**Task requirements**
Pull out every line in the entries below that contains the string "police". Case counts, so match it only in that exact form.

**Excerpted data**
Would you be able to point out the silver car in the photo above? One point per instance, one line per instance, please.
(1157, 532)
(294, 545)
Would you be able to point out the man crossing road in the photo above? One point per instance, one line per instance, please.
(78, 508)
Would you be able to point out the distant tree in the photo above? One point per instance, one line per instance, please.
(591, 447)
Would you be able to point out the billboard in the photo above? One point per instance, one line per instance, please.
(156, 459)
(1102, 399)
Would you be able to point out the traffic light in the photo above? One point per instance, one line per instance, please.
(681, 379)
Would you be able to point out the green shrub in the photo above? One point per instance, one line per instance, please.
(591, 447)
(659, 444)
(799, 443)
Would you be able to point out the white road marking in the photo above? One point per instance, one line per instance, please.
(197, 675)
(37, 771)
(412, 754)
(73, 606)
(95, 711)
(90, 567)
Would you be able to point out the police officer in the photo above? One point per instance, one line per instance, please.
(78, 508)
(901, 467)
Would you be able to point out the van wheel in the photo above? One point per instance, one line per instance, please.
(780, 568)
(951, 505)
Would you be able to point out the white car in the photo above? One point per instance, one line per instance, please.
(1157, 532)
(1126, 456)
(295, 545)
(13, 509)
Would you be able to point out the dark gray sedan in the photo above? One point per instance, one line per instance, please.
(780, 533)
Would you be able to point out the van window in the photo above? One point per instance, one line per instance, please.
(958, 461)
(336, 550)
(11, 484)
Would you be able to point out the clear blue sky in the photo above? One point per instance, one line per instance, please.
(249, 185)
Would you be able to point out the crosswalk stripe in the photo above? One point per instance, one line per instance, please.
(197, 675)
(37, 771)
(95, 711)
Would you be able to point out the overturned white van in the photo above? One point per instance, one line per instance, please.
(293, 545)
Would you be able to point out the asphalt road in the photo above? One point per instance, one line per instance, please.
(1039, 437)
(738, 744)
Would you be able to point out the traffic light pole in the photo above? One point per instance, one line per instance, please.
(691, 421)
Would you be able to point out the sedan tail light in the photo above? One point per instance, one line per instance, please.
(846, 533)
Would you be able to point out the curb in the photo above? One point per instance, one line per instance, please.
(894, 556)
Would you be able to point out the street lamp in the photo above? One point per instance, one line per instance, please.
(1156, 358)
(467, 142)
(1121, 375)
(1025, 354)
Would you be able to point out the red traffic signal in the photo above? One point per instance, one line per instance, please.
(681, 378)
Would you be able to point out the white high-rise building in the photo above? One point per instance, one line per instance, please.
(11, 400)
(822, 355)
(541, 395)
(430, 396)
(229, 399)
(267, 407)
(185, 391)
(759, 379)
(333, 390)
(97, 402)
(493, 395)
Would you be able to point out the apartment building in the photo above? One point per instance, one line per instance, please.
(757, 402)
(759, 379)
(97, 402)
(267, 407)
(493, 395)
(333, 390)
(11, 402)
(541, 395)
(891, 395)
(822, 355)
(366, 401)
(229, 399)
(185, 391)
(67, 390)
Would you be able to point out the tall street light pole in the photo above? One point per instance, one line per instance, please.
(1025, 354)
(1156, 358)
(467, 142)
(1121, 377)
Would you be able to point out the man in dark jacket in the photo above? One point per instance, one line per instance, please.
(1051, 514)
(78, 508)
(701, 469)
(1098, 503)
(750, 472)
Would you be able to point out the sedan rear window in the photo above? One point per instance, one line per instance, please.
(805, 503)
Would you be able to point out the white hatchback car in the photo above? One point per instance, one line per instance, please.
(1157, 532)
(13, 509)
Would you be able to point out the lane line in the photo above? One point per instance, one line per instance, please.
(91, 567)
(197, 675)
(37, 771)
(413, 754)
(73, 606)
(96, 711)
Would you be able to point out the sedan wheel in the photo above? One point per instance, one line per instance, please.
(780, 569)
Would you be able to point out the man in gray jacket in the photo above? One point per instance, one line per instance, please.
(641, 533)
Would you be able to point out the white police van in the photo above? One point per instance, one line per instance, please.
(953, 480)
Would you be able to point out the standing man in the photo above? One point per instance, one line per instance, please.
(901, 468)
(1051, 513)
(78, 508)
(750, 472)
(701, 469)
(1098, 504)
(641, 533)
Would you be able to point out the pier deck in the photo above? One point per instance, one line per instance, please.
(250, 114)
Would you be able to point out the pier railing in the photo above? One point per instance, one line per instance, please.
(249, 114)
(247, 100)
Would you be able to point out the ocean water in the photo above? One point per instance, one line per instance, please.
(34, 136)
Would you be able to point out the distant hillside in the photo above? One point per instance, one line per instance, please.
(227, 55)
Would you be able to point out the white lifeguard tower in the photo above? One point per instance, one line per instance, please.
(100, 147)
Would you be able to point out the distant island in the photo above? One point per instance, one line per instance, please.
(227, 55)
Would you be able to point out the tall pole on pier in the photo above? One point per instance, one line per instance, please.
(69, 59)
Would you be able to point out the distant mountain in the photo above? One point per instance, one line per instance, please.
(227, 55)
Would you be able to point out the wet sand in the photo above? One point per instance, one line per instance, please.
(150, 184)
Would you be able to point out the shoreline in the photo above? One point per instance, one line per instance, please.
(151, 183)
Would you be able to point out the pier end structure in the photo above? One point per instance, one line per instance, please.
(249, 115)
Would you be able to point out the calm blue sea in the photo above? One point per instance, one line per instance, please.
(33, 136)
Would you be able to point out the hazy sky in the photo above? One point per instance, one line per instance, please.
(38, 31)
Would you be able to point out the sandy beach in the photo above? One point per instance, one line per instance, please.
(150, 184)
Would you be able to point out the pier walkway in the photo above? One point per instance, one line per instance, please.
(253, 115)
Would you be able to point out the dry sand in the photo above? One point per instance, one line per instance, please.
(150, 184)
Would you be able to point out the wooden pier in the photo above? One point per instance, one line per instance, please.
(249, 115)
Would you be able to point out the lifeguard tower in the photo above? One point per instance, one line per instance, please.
---
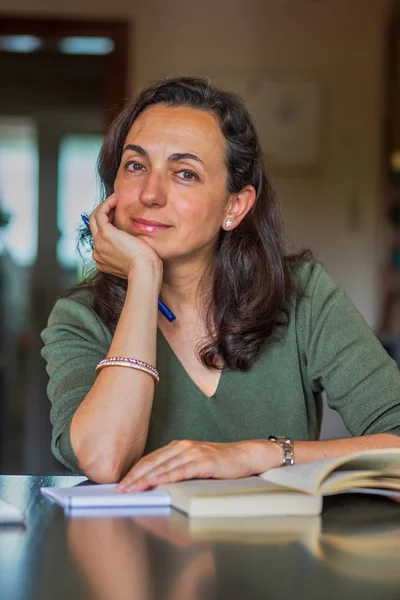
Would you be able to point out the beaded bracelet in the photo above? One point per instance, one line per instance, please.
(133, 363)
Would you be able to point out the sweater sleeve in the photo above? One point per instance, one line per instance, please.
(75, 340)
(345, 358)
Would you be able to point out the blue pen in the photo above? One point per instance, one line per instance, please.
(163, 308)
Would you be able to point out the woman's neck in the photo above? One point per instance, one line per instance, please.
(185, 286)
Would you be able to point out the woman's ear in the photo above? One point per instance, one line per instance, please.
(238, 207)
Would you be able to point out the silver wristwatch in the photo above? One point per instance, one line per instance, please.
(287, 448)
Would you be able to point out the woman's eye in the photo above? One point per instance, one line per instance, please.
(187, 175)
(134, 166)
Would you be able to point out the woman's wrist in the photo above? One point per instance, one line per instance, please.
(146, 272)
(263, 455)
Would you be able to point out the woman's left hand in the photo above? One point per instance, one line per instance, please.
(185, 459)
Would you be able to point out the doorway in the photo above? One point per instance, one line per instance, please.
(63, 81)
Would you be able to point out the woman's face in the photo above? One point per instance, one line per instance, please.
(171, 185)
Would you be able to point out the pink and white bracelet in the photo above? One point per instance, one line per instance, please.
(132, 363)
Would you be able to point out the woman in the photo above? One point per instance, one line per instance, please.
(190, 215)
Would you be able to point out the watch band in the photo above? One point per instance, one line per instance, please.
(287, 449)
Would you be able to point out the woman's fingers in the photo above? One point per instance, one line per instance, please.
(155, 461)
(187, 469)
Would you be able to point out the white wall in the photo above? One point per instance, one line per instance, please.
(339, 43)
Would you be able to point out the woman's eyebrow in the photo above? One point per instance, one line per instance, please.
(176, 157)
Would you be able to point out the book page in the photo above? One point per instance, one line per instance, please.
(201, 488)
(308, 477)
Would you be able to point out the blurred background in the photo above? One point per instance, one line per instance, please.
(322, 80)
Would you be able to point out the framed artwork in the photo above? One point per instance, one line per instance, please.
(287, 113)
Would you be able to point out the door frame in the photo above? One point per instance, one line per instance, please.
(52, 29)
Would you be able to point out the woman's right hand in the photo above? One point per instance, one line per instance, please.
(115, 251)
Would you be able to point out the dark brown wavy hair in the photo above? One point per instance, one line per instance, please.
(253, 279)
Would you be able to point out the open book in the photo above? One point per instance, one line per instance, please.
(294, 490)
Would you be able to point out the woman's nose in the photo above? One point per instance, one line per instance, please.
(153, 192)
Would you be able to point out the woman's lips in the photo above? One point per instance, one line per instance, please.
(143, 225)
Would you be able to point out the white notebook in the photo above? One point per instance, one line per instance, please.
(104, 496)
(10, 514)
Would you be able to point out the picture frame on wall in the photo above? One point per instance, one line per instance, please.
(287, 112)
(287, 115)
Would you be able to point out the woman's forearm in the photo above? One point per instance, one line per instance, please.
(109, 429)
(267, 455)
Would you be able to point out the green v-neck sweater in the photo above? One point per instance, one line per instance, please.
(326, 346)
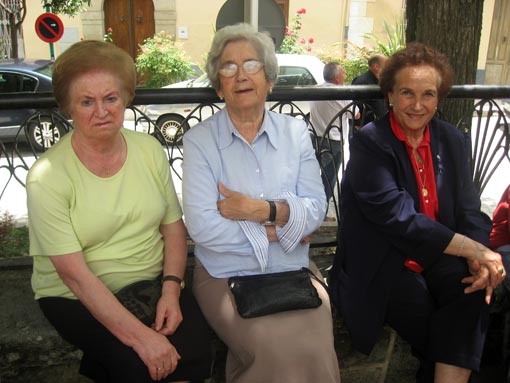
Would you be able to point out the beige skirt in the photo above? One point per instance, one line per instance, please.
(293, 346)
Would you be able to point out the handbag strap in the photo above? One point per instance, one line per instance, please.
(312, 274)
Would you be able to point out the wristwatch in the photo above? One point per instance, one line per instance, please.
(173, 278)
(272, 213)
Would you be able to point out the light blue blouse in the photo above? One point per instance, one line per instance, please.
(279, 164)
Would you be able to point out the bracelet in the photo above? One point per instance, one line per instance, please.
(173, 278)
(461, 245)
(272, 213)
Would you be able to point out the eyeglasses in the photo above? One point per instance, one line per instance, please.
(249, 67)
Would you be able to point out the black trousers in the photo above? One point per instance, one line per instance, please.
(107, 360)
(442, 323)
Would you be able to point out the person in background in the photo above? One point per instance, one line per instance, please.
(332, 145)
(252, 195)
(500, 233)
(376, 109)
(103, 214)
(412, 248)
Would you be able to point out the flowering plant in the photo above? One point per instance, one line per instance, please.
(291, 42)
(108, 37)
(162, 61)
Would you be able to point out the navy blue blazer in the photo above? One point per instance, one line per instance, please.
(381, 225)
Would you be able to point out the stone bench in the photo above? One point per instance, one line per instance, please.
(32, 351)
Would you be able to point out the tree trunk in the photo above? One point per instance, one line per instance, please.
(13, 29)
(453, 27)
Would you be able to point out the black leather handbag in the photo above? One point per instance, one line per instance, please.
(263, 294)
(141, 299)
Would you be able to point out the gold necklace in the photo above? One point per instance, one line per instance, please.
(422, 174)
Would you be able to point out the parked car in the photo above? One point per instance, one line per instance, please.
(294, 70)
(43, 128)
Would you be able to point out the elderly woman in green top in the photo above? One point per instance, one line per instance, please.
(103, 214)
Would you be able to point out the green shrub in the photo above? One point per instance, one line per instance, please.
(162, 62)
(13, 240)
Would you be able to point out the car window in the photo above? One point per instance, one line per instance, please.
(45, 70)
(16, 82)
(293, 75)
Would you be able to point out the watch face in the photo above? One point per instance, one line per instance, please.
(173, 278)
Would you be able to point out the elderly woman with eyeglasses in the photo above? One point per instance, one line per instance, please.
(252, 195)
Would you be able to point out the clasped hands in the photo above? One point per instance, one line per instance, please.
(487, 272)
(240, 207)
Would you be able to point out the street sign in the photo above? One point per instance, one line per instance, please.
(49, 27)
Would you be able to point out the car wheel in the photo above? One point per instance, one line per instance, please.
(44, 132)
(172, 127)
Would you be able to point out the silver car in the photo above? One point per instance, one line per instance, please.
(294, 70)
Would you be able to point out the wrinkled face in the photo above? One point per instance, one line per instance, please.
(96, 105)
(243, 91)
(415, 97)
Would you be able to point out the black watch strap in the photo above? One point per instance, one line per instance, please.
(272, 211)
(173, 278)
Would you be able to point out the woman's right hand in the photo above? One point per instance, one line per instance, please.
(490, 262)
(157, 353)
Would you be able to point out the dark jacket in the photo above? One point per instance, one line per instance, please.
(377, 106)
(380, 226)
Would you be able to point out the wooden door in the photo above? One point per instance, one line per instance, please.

**Reply**
Would you be able to point out the police officer in the photo above? One point per instance, one line per instance, please.
Would you be able to point out the white police van in the photo above? One point per instance, one line per instance, please.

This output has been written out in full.